GOAL =
Write out the part of the web-scraping notebook below that opens with the words containing "# Chapter 01" and closes with "print(html.read())".
# START OF SOURCE EXTRACT
# Chapter 01

In [56]:
# import required libraries
from urllib.request import urlopen

In [57]:
# get data from desired url
html = urlopen('http://pythonscraping.com/pages/page1.html')

In [58]:
# print html content page
print(html.read())

b'<html>\n<head>\n<title>A Useful Page</title>\n</head>\n<body>\n<h1>An Interesting Title</h1>\n<div>\nLorem ipsum dolor sit amet, consectetur adipisicing elit, sed do eiusmod tempor incididunt ut labore et dolore magna aliqua. Ut enim ad minim veniam, quis nostrud exercitation ullamco laboris nisi ut aliquip ex ea commodo consequat. Duis aute irure dolor in reprehenderit in voluptate velit esse cillum dolore eu fugiat nulla pariatur. Excepteur sint occaecat cupidatat non proident, sunt in culpa qui officia deserunt mollit anim id est laborum.\n</div>\n</body>\n</html>\n'


In [59]:
# install required libraries (BeautifulSoup BS4)
# END OF SOURCE EXTRACT
# START OF DATA EXTRACT
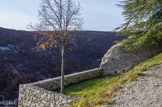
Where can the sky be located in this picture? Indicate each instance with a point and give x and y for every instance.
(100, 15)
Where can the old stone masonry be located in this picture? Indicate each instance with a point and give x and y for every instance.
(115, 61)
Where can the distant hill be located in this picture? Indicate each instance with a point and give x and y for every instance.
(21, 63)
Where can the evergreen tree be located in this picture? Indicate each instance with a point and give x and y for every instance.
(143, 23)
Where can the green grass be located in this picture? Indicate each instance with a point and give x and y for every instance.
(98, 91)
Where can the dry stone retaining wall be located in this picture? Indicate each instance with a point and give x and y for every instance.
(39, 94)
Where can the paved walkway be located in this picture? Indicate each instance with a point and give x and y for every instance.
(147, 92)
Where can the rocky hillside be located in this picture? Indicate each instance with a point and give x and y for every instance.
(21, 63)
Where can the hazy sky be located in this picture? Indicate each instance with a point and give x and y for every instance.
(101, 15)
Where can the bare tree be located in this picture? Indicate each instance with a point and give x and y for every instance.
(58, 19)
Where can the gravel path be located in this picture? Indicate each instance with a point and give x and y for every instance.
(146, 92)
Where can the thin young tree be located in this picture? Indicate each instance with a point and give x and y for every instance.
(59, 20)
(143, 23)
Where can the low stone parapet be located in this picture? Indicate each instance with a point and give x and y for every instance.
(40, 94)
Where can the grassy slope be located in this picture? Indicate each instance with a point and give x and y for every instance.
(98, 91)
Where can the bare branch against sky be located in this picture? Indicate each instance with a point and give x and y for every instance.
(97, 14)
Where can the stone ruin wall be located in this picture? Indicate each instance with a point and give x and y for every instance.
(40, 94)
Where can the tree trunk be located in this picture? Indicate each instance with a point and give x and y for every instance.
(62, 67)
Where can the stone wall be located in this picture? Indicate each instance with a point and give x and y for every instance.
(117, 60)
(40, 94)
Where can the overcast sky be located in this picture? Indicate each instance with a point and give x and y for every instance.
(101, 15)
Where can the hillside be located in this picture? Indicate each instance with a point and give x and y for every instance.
# END OF DATA EXTRACT
SOLUTION =
# Chapter 01

In [56]:
# import required libraries
from urllib.request import urlopen

In [57]:
# get data from desired url
html = urlopen('http://pythonscraping.com/pages/page1.html')

In [58]:
# print html content page
print(html.read())